%%
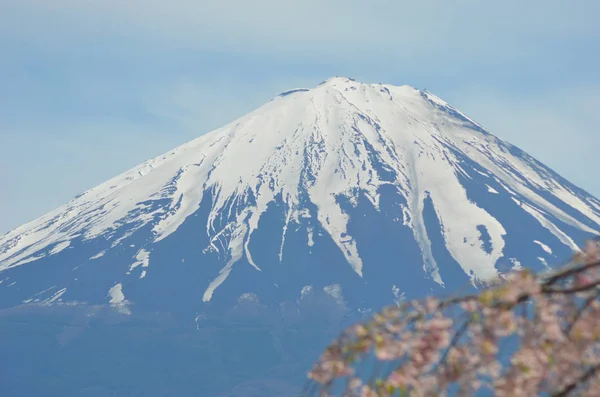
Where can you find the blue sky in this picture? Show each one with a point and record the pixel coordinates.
(91, 88)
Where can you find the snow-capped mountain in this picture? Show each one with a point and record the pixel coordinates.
(351, 193)
(310, 161)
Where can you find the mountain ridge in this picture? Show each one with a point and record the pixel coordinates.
(309, 150)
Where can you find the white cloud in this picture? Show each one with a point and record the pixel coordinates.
(311, 28)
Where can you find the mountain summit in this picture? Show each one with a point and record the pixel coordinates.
(223, 267)
(365, 191)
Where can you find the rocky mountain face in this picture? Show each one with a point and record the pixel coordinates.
(222, 267)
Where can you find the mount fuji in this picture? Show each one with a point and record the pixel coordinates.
(233, 258)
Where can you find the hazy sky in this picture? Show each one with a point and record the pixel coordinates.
(90, 88)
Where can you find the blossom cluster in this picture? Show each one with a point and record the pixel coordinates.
(525, 334)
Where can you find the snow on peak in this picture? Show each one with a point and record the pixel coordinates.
(312, 146)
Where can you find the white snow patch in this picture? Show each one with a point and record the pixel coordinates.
(116, 294)
(491, 189)
(307, 289)
(311, 240)
(316, 148)
(566, 240)
(249, 297)
(60, 247)
(56, 296)
(516, 264)
(544, 247)
(335, 291)
(98, 255)
(142, 259)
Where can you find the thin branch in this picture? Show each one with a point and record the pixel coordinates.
(570, 272)
(585, 305)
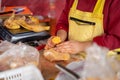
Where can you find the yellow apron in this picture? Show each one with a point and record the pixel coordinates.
(84, 26)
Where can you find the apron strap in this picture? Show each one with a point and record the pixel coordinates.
(99, 6)
(74, 6)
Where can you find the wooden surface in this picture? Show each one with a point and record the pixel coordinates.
(48, 68)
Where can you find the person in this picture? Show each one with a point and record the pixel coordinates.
(83, 22)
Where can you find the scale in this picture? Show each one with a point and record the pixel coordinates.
(21, 35)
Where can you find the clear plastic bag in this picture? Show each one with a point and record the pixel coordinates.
(16, 55)
(97, 66)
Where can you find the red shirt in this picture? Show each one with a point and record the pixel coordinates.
(111, 36)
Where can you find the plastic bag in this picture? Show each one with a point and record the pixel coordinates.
(97, 66)
(16, 55)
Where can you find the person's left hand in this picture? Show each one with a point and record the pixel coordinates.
(72, 47)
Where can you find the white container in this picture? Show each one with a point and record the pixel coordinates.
(29, 72)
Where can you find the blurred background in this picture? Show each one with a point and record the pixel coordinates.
(38, 7)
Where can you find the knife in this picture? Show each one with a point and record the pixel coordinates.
(68, 72)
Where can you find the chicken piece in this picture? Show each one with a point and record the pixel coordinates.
(53, 55)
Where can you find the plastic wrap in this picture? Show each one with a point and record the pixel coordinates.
(16, 55)
(96, 66)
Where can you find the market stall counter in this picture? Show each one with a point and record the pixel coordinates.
(48, 68)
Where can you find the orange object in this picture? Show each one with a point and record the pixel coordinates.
(56, 40)
(25, 11)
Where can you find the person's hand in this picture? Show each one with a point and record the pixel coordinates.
(72, 47)
(3, 67)
(50, 43)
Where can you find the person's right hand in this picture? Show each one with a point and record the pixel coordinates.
(4, 67)
(50, 44)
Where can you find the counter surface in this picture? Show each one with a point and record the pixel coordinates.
(48, 68)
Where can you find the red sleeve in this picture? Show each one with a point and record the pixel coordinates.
(111, 38)
(63, 20)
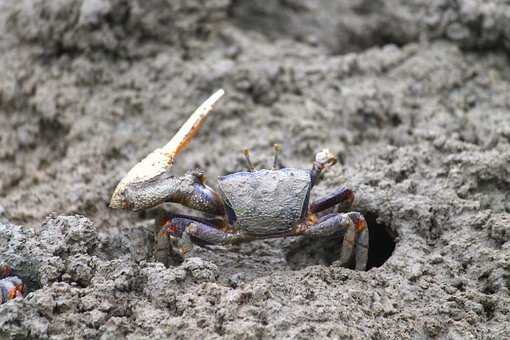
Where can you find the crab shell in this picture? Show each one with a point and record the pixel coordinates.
(266, 202)
(161, 160)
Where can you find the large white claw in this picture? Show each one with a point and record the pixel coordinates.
(161, 159)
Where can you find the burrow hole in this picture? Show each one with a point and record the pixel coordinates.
(324, 251)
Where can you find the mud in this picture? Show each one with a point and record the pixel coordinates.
(412, 96)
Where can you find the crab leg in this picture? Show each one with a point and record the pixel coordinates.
(352, 226)
(148, 183)
(188, 231)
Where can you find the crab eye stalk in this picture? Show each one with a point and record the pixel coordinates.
(133, 191)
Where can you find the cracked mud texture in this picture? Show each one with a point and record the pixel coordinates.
(412, 96)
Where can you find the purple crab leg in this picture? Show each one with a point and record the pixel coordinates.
(352, 226)
(188, 231)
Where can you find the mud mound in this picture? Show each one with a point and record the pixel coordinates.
(412, 97)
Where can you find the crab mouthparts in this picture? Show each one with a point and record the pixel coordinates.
(161, 159)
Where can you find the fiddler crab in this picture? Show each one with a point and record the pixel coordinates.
(249, 205)
(11, 286)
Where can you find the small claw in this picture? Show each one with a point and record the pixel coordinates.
(325, 159)
(160, 160)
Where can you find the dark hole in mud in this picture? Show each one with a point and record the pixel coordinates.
(324, 251)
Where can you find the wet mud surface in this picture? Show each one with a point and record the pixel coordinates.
(412, 97)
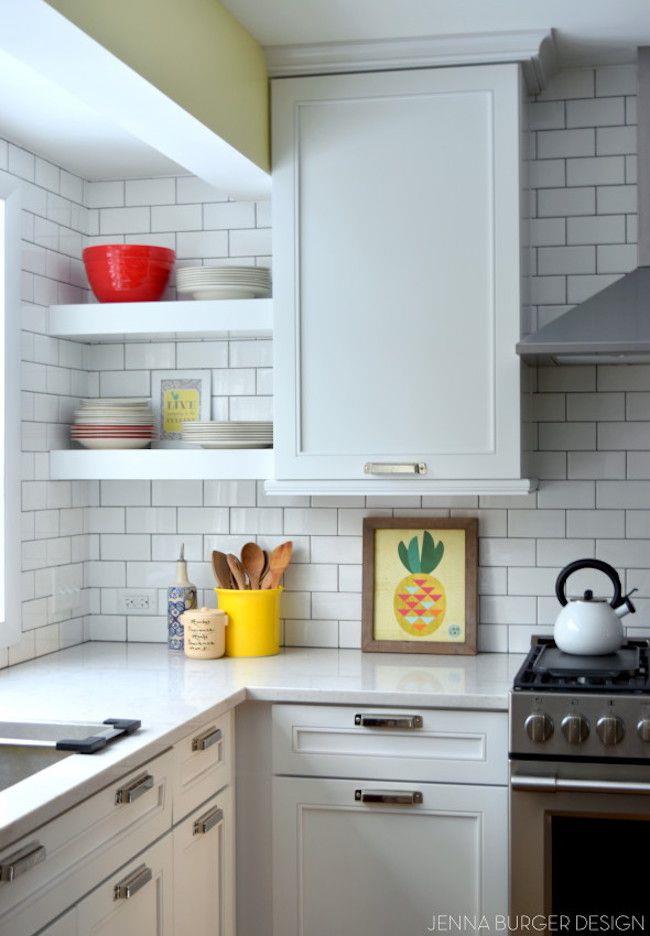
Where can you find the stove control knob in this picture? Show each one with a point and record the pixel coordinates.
(575, 728)
(539, 727)
(610, 730)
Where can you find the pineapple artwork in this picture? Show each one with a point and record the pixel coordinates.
(419, 584)
(420, 600)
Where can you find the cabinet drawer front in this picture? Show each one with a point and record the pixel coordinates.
(344, 867)
(420, 744)
(203, 764)
(204, 869)
(137, 899)
(85, 844)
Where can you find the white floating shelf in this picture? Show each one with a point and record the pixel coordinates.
(147, 321)
(390, 487)
(161, 464)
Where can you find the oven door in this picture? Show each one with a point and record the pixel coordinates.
(579, 844)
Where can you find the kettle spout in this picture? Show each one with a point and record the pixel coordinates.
(626, 606)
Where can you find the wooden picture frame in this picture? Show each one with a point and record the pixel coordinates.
(426, 552)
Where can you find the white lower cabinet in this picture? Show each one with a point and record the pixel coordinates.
(64, 926)
(204, 868)
(358, 868)
(136, 901)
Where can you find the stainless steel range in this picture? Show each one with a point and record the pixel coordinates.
(580, 789)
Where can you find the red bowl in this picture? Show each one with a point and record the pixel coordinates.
(128, 272)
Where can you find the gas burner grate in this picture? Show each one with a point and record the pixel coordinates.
(625, 672)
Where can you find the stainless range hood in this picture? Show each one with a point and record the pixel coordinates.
(612, 327)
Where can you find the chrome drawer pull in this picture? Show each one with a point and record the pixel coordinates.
(132, 883)
(22, 860)
(389, 797)
(407, 722)
(207, 739)
(134, 789)
(395, 468)
(208, 821)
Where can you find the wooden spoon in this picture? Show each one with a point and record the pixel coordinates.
(253, 561)
(237, 571)
(279, 559)
(221, 569)
(265, 568)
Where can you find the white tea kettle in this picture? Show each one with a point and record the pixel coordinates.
(591, 626)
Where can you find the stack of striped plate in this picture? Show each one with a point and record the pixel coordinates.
(229, 434)
(224, 282)
(113, 423)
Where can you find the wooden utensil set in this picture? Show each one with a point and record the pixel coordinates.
(257, 569)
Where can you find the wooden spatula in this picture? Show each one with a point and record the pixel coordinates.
(279, 559)
(221, 569)
(253, 561)
(237, 571)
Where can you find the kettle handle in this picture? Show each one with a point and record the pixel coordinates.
(598, 564)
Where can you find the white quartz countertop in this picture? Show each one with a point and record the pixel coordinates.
(171, 695)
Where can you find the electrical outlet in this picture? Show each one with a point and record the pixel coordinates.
(134, 601)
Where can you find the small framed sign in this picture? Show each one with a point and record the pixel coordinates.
(180, 397)
(419, 585)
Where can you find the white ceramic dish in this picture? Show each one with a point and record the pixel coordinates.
(114, 443)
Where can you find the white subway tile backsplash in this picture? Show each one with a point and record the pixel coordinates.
(588, 435)
(124, 220)
(565, 202)
(196, 244)
(595, 112)
(150, 192)
(563, 143)
(176, 218)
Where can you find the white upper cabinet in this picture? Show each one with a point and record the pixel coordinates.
(396, 223)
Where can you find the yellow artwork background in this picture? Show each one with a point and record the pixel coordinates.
(389, 572)
(179, 406)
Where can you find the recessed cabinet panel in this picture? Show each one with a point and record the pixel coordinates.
(386, 295)
(396, 272)
(359, 869)
(204, 870)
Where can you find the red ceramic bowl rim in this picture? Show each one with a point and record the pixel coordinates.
(101, 250)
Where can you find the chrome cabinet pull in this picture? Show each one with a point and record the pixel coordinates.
(132, 883)
(207, 739)
(208, 821)
(22, 860)
(408, 722)
(131, 791)
(395, 468)
(389, 797)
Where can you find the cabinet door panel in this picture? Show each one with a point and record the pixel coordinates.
(147, 911)
(204, 886)
(396, 272)
(373, 870)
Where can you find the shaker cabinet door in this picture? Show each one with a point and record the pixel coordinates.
(370, 869)
(396, 213)
(135, 901)
(204, 870)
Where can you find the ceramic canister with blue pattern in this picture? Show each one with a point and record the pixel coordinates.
(181, 597)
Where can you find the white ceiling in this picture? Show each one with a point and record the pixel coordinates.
(587, 31)
(46, 119)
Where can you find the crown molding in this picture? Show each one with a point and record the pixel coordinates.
(534, 49)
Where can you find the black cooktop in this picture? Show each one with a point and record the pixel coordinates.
(548, 669)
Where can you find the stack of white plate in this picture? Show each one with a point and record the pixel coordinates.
(224, 282)
(113, 423)
(229, 434)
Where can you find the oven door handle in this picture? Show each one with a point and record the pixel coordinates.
(523, 784)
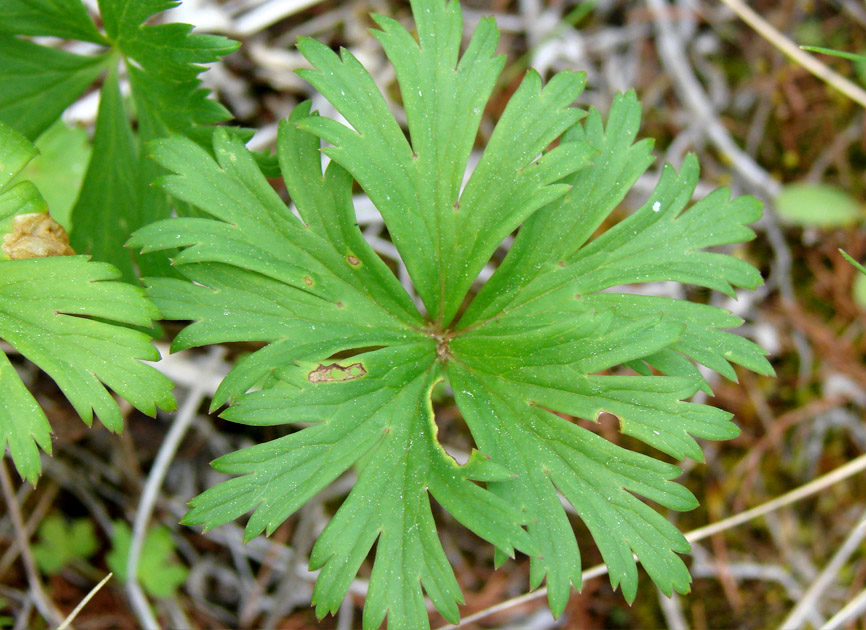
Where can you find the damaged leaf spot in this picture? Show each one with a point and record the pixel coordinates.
(335, 373)
(36, 235)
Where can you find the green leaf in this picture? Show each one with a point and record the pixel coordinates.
(62, 542)
(836, 53)
(167, 50)
(159, 575)
(58, 312)
(58, 170)
(818, 205)
(374, 405)
(109, 208)
(163, 63)
(533, 358)
(58, 18)
(444, 236)
(40, 82)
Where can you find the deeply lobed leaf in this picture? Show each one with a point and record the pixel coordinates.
(66, 314)
(539, 352)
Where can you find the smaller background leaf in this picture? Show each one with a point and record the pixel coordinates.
(157, 571)
(818, 205)
(62, 541)
(59, 168)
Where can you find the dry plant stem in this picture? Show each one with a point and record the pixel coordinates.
(813, 487)
(167, 450)
(850, 612)
(269, 13)
(36, 516)
(790, 49)
(798, 615)
(71, 616)
(43, 602)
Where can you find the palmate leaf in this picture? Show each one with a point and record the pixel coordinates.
(547, 338)
(58, 312)
(163, 63)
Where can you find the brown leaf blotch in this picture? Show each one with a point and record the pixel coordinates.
(36, 235)
(335, 373)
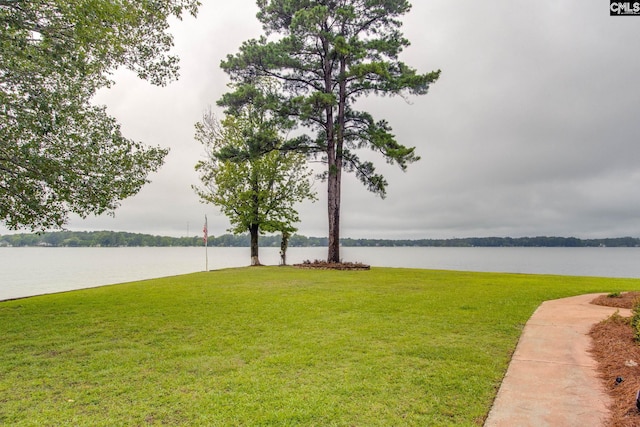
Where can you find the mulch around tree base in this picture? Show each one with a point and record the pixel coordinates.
(618, 358)
(323, 265)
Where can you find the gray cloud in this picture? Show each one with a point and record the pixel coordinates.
(531, 130)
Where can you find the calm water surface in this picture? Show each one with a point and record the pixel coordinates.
(34, 271)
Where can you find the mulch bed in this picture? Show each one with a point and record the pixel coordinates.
(323, 265)
(618, 357)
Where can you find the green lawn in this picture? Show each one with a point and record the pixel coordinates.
(271, 346)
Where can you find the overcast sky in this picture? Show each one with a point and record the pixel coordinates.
(531, 130)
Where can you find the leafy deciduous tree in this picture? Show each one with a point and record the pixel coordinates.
(58, 152)
(326, 54)
(258, 193)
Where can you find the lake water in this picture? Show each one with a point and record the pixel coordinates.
(34, 271)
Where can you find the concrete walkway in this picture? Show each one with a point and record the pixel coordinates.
(552, 379)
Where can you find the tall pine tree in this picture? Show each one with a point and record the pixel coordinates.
(326, 54)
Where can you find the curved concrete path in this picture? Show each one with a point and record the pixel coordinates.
(552, 379)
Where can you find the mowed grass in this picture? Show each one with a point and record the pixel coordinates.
(271, 346)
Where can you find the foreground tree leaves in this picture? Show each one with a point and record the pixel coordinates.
(59, 153)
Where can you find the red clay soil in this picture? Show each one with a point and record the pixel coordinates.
(618, 357)
(323, 265)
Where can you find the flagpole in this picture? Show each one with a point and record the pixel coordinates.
(206, 245)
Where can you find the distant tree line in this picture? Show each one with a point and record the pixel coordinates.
(118, 239)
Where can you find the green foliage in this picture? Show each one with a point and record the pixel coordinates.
(257, 188)
(328, 56)
(59, 153)
(272, 346)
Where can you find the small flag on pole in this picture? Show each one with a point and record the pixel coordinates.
(205, 230)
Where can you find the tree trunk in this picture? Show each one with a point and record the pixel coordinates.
(333, 193)
(253, 230)
(335, 171)
(284, 244)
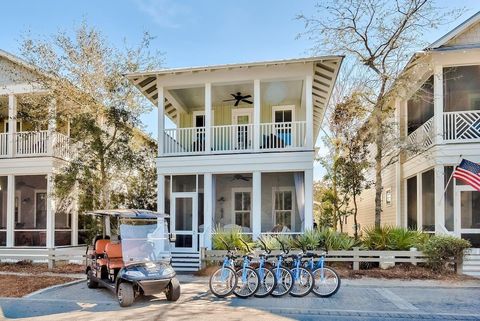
%%
**What is needed:** From the lines above, copy out every line that contains the string "plate", treating uppercase and lowercase letters as distinct.

**Task output:**
Where can you find the stack of striped plate in this picture? Show each one with a point and record the pixel coordinates.
Where can you find the stack of white plate in this picture? Show each one with a point and record the pixel coordinates.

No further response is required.